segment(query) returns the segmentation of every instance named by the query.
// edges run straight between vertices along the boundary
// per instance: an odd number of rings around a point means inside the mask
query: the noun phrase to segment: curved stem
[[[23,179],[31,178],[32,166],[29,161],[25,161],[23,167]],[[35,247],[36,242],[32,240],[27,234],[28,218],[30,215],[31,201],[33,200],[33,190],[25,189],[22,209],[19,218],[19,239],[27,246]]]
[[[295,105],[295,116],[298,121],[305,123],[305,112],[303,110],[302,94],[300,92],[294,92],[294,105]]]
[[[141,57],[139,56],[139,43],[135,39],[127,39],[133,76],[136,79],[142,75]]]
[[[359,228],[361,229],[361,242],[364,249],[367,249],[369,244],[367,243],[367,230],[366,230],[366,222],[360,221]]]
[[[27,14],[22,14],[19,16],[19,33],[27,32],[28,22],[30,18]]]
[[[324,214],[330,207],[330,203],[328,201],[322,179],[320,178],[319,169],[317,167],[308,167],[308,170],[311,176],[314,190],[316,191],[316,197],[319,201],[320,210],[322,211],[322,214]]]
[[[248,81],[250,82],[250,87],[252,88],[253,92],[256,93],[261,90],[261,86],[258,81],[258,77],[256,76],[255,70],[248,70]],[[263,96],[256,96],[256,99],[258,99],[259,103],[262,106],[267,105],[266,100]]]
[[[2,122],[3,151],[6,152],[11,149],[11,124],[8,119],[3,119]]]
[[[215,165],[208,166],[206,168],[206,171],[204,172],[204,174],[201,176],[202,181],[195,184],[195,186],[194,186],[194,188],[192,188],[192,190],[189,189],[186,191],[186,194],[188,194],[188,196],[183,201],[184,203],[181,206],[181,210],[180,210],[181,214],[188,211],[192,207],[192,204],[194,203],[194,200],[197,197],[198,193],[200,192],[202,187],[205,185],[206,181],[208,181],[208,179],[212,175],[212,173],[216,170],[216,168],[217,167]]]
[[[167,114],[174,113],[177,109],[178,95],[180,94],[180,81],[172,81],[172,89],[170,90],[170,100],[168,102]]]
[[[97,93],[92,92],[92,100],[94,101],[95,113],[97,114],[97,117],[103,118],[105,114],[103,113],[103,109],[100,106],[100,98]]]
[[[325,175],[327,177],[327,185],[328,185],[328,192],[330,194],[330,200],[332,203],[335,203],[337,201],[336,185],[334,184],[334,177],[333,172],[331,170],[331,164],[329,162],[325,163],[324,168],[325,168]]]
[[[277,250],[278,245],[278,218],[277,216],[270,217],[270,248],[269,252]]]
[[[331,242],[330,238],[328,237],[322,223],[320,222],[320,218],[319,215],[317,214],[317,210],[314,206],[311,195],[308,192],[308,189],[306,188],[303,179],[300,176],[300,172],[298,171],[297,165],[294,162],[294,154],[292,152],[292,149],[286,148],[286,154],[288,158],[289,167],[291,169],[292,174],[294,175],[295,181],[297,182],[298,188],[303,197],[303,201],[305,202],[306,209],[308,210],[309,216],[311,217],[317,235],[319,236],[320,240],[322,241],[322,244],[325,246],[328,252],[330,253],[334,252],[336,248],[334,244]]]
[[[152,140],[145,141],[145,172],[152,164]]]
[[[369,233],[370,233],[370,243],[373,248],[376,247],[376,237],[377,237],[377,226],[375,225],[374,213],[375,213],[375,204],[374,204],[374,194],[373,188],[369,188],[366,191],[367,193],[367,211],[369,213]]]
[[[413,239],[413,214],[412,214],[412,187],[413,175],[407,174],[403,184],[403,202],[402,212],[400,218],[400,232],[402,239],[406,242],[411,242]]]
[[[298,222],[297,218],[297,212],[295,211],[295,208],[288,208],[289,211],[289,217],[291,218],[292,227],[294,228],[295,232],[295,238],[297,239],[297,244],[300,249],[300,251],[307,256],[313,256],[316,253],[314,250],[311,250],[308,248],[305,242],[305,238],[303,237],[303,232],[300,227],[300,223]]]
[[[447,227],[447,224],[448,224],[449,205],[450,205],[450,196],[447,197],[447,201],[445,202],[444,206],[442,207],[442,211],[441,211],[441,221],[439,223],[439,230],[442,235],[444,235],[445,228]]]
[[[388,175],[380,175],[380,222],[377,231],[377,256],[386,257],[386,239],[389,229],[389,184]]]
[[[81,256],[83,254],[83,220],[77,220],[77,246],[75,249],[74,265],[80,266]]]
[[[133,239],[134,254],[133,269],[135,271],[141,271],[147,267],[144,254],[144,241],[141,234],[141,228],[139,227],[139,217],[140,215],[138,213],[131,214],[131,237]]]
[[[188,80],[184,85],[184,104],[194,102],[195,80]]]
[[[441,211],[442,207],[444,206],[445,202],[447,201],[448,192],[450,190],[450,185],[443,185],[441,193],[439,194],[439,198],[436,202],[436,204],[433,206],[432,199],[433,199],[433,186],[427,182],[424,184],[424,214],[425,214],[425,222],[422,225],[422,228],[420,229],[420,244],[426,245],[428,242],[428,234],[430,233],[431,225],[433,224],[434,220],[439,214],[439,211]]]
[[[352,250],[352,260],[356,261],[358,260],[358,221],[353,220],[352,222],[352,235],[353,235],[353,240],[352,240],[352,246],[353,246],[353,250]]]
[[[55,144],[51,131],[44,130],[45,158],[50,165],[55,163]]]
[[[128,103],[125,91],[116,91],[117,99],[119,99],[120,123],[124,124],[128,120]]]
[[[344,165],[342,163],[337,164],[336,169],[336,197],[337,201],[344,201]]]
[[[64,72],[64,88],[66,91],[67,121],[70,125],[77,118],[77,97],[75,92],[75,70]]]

━━━━━━━━━━━━━━━━━━━━━━━━━━━━━━

### [Goal of the exercise]
Working from the material above, tally how many lines hold the string "query". The number is all that is needed.

### [Answer area]
2